* _Task instructions_:
Can you return these lines verbatim, starting at the very first line and stopping after the line that contains "[[74, 10], [53, 26], [80, 89], [125, 83], [131, 41]]", with both of those lines included?

*** Extracted material

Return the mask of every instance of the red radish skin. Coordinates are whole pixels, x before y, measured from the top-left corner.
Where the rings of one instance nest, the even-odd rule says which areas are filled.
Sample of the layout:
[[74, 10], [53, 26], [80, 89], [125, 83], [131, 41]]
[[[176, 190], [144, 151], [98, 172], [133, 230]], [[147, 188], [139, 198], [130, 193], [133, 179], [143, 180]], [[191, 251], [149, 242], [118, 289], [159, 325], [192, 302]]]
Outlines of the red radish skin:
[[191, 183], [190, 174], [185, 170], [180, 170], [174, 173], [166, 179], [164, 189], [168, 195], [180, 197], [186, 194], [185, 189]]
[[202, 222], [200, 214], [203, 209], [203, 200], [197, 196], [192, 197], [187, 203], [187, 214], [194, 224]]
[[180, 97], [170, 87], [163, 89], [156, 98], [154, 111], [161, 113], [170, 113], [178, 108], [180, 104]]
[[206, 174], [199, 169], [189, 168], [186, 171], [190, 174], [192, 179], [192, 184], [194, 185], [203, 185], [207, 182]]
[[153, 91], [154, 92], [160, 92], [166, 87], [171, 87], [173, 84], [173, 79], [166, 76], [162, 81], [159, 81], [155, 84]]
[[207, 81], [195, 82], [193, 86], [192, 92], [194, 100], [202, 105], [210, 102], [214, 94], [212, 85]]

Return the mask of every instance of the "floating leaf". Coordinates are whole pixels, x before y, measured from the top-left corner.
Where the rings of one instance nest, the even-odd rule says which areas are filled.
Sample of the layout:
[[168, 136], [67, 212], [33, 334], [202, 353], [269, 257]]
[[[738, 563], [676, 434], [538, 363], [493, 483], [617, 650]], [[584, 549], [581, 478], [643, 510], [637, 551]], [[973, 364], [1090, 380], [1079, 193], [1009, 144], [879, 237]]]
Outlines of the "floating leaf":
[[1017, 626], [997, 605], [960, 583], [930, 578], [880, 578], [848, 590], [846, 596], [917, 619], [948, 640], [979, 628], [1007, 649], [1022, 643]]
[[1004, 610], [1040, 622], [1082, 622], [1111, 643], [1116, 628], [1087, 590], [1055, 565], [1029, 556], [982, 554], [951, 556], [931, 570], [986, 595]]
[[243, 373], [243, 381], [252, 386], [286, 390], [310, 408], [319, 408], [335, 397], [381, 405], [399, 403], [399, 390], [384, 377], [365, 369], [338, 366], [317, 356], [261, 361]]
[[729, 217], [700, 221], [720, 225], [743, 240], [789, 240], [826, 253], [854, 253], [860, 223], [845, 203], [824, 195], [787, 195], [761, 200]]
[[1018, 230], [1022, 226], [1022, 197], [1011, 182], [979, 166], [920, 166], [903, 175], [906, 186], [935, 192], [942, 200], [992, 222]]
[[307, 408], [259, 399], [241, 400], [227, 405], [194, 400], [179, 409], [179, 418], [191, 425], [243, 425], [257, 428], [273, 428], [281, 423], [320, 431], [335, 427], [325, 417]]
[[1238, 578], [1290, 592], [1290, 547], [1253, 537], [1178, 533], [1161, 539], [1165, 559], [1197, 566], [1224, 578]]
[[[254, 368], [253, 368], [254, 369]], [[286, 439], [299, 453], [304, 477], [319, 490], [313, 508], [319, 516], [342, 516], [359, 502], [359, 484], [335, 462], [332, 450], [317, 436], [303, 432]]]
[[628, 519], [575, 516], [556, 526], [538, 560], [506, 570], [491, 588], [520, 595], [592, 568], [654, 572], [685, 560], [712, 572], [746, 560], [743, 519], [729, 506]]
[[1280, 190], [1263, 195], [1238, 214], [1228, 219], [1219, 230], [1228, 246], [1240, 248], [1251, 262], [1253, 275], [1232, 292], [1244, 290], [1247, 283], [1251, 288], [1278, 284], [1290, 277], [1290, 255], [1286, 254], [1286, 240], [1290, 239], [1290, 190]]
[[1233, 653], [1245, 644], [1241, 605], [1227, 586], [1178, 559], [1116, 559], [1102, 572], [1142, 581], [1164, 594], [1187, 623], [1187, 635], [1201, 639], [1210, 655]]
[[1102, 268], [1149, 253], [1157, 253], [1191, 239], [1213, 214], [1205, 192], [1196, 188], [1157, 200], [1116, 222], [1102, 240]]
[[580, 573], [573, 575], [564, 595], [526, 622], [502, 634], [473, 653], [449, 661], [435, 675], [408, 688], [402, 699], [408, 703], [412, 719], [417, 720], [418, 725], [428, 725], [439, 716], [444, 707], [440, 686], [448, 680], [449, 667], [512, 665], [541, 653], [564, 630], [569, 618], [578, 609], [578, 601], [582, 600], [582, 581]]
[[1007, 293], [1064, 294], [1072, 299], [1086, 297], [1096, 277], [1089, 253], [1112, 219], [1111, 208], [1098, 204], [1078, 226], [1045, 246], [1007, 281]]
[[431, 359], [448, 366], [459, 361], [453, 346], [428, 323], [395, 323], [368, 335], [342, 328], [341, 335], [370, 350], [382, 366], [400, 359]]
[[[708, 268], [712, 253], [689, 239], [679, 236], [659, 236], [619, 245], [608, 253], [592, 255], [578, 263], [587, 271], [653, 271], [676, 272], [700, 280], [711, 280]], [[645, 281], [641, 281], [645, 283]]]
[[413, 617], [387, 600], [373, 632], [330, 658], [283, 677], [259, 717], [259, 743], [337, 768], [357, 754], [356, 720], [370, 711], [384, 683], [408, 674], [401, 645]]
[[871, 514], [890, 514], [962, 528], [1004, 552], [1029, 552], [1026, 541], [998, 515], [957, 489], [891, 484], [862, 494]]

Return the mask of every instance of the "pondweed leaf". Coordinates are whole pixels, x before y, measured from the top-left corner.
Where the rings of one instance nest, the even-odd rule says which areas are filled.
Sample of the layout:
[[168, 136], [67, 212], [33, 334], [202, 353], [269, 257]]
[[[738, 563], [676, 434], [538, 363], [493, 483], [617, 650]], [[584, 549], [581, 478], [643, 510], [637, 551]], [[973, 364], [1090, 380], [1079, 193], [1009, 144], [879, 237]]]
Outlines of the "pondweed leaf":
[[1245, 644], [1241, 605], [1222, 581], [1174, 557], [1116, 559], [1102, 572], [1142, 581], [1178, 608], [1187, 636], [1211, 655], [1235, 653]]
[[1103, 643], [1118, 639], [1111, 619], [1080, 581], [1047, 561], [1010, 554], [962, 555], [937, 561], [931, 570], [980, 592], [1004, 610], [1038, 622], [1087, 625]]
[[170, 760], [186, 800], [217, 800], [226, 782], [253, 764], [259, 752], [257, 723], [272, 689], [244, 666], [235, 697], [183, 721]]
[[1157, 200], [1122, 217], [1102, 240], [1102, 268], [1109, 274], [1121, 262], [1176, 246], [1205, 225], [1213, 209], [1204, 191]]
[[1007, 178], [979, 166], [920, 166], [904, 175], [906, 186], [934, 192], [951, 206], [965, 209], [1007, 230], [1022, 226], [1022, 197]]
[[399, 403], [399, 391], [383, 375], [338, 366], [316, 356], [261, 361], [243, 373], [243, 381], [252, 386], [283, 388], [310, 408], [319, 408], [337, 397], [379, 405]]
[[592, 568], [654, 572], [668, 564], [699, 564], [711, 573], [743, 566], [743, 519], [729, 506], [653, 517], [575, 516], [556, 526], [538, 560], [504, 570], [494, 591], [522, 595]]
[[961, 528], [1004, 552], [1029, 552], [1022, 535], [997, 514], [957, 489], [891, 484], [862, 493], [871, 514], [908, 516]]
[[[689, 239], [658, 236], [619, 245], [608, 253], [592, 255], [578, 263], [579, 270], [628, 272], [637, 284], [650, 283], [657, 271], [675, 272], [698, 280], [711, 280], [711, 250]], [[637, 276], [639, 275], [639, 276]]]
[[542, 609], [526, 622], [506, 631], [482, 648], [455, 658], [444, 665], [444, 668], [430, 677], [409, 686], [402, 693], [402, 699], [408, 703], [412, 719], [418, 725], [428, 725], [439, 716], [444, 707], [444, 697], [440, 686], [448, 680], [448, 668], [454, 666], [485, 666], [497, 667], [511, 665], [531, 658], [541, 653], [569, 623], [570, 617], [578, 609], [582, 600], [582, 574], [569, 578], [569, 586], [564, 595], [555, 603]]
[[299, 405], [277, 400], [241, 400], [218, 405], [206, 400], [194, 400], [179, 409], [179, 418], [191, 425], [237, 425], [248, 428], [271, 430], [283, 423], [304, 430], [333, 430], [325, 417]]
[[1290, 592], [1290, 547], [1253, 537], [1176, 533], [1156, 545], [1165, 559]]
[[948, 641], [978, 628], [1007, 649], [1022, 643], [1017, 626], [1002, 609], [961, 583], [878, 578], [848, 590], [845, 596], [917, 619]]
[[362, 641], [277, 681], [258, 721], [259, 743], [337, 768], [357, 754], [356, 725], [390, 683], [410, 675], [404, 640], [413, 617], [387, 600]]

******

* _Output of the exercise_:
Return the mask of every instance of the red radish skin. Coordinates are whole pixels, x before y, measured from the top-left corner.
Where the rings of one instance nest, the even-odd rule says which areas are filled.
Sample of the layout:
[[74, 10], [53, 26], [80, 89], [125, 83], [131, 41]]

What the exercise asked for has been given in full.